* [Object position labeling entries]
"""

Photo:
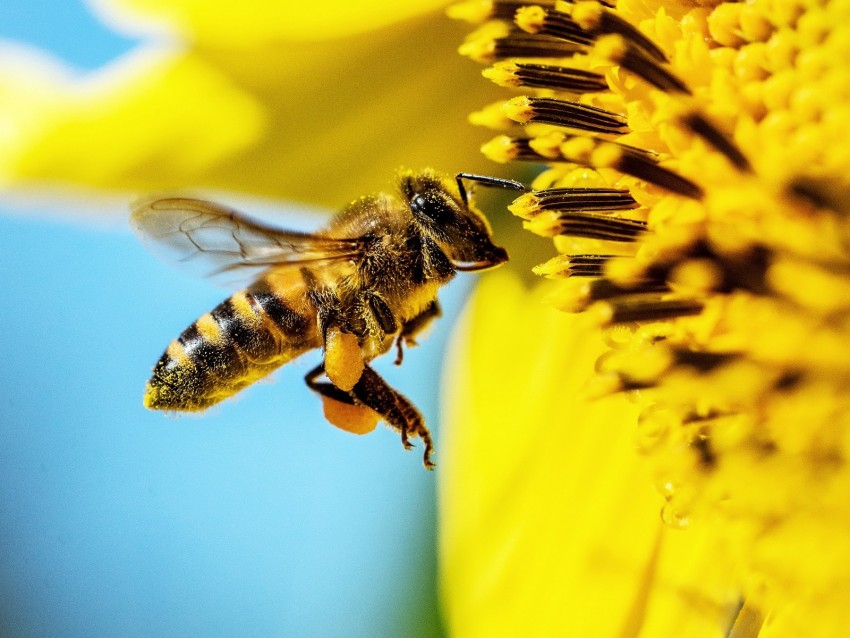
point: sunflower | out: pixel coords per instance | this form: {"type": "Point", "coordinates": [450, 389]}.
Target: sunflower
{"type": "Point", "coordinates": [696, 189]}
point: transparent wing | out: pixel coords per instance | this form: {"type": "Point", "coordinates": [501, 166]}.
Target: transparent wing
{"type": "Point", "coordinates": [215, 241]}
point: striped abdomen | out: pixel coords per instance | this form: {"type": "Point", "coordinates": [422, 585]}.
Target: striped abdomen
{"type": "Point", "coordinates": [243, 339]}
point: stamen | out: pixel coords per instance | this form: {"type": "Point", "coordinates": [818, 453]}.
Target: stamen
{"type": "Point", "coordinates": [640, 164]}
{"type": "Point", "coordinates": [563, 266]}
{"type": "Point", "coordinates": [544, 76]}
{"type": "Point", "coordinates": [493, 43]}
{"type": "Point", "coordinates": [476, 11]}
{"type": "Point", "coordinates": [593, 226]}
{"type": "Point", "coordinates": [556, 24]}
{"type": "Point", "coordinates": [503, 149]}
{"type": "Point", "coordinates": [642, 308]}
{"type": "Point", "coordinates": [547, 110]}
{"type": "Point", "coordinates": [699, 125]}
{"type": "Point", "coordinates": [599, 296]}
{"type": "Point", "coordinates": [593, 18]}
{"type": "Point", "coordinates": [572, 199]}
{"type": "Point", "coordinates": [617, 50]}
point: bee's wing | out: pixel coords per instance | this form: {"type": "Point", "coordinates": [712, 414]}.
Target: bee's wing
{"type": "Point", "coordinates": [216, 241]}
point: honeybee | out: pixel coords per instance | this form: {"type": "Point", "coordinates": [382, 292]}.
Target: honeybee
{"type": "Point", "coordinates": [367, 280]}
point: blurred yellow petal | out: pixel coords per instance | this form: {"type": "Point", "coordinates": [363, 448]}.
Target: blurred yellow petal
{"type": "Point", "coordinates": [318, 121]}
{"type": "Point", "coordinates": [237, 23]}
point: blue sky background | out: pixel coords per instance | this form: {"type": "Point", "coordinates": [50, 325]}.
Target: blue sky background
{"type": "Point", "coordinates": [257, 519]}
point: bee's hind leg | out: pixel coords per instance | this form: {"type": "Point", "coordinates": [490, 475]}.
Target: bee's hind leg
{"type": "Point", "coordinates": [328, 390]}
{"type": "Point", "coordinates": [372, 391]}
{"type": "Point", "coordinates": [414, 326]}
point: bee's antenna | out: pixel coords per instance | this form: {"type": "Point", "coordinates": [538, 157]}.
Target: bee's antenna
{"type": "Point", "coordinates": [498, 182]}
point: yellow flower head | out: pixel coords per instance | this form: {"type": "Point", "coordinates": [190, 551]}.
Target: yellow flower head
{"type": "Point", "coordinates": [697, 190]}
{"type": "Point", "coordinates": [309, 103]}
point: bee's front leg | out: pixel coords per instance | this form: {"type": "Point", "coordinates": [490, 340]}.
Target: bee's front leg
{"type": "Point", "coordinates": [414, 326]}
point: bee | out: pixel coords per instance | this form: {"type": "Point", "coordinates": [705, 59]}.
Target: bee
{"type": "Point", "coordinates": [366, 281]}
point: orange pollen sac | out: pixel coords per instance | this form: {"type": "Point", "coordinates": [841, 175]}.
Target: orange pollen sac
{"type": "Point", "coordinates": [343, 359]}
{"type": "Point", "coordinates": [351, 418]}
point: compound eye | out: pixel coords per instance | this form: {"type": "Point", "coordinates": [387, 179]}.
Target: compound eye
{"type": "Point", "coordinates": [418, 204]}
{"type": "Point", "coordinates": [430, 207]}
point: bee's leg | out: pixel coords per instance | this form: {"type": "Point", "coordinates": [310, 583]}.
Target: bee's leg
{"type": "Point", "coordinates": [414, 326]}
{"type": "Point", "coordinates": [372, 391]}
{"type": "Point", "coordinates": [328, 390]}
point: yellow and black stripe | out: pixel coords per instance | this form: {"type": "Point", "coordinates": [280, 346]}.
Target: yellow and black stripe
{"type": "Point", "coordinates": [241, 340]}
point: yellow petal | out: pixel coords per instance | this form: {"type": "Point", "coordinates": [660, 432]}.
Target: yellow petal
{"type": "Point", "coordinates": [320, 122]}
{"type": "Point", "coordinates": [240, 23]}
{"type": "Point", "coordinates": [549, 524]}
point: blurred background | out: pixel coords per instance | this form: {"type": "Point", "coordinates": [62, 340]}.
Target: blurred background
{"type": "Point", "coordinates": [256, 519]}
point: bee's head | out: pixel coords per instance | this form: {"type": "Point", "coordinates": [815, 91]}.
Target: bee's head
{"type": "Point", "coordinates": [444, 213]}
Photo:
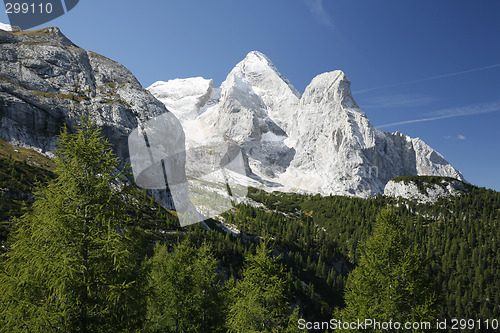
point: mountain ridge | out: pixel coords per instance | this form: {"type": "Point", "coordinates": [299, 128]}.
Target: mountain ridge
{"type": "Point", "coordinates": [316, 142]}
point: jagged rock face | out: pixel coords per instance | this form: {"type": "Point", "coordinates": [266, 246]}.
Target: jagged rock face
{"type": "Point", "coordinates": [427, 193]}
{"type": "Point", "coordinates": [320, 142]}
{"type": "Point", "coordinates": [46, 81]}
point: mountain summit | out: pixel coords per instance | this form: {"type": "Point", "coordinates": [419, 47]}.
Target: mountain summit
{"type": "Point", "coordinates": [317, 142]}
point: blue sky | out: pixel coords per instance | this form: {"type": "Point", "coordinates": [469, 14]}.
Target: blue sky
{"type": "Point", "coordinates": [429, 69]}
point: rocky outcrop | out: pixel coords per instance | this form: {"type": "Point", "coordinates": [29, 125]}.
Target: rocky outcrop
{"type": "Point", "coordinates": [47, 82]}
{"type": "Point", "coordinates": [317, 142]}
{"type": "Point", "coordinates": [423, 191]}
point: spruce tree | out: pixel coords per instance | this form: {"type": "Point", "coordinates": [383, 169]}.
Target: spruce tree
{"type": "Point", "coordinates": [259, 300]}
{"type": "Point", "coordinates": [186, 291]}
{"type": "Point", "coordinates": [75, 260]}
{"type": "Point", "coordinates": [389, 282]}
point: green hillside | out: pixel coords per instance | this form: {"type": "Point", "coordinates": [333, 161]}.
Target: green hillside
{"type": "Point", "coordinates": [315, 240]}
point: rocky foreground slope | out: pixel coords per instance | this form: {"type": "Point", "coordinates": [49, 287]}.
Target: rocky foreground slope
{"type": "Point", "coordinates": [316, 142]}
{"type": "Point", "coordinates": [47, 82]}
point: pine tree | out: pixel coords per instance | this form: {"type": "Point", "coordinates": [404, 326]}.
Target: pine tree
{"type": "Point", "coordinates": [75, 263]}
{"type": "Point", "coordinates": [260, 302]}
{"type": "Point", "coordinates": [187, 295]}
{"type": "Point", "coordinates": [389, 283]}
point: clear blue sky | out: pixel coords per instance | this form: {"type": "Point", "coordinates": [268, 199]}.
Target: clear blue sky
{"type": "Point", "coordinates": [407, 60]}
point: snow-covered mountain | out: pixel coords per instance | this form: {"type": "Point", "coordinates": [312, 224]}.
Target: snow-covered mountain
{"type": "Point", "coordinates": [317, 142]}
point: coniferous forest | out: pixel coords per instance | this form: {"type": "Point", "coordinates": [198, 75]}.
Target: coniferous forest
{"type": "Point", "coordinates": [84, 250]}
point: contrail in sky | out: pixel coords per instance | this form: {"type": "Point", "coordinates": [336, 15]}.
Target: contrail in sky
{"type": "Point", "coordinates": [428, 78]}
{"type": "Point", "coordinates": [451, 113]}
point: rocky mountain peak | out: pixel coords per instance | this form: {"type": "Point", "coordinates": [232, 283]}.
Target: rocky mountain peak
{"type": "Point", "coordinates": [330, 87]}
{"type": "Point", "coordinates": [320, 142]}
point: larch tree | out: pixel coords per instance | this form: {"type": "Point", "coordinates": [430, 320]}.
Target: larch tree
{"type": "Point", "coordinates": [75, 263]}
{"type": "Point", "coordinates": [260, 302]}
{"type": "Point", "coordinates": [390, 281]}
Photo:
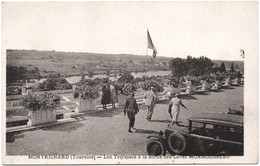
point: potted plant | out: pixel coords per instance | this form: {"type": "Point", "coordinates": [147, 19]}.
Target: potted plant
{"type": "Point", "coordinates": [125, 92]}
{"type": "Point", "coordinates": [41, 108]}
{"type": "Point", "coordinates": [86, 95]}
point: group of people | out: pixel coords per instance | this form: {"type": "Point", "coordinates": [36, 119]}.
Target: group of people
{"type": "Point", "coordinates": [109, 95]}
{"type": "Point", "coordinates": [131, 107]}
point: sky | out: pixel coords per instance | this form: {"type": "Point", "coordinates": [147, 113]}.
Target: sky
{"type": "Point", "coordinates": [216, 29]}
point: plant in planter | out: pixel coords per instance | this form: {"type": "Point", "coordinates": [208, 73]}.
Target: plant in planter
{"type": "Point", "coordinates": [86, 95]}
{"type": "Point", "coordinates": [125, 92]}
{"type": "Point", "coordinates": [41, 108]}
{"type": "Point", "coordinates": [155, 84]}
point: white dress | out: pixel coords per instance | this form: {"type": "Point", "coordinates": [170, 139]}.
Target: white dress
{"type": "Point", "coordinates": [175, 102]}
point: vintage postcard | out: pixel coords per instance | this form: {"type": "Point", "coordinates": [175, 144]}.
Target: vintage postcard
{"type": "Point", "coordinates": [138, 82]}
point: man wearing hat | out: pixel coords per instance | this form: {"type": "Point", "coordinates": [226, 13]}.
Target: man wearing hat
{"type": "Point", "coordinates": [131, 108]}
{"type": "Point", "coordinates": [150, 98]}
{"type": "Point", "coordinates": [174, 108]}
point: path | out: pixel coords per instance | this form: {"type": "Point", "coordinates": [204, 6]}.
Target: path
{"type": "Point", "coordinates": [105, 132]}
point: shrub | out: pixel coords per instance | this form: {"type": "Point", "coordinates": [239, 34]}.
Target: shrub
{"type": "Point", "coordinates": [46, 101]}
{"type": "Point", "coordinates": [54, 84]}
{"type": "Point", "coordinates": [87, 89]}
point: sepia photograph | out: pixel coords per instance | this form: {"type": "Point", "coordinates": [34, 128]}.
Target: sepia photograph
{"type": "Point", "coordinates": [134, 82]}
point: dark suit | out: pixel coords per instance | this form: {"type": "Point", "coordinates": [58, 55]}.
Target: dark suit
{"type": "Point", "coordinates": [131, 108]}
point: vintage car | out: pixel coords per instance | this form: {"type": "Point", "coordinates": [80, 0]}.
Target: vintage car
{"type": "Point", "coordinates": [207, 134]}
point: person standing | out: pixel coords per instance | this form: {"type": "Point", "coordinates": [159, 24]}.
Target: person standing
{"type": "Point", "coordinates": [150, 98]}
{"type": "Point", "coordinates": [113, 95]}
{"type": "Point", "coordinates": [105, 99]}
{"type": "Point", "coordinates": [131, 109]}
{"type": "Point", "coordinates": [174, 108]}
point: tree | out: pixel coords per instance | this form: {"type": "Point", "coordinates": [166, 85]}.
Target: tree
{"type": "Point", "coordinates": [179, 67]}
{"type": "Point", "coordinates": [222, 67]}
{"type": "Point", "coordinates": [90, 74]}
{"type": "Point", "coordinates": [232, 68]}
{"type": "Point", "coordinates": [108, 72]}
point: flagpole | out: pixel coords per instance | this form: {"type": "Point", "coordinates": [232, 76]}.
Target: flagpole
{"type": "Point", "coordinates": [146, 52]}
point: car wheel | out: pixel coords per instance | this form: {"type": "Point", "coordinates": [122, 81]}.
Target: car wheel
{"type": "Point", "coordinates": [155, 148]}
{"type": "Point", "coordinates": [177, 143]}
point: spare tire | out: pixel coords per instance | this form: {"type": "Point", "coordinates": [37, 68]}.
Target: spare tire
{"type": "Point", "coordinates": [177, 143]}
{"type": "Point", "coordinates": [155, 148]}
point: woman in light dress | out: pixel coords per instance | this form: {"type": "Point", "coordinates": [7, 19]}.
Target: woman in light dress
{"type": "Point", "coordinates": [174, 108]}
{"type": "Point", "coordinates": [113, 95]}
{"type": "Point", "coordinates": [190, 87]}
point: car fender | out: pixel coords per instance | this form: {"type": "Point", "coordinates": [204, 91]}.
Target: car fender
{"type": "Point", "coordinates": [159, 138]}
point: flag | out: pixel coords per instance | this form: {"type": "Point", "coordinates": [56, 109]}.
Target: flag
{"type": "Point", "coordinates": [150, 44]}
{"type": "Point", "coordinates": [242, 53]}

"""

* [What the exercise asks] Return exactly, and only, the line containing "point: flagpole |" and every line after it through the end of the material.

* [The result]
point: flagpole | out: pixel coords per instance | this form: {"type": "Point", "coordinates": [232, 76]}.
Target: flagpole
{"type": "Point", "coordinates": [146, 52]}
point: car wheel | out: pixel coords per instance | this form: {"type": "Point", "coordinates": [122, 81]}.
Target: car wheel
{"type": "Point", "coordinates": [155, 148]}
{"type": "Point", "coordinates": [177, 143]}
point: spare tire | out: pixel coords per instance | this form: {"type": "Point", "coordinates": [37, 68]}.
Target: spare tire
{"type": "Point", "coordinates": [177, 143]}
{"type": "Point", "coordinates": [155, 148]}
point: woman in light dress | out: pixel coords per instance | this form: {"type": "Point", "coordinates": [7, 19]}.
Target: woman in light dress
{"type": "Point", "coordinates": [174, 108]}
{"type": "Point", "coordinates": [113, 95]}
{"type": "Point", "coordinates": [190, 87]}
point: car fender | out: pixel coords per instance | this form: {"type": "Point", "coordinates": [204, 91]}.
Target: car fender
{"type": "Point", "coordinates": [159, 138]}
point: flag | out: pixel coords per instance | this form: {"type": "Point", "coordinates": [56, 109]}.
Target: flag
{"type": "Point", "coordinates": [150, 44]}
{"type": "Point", "coordinates": [242, 53]}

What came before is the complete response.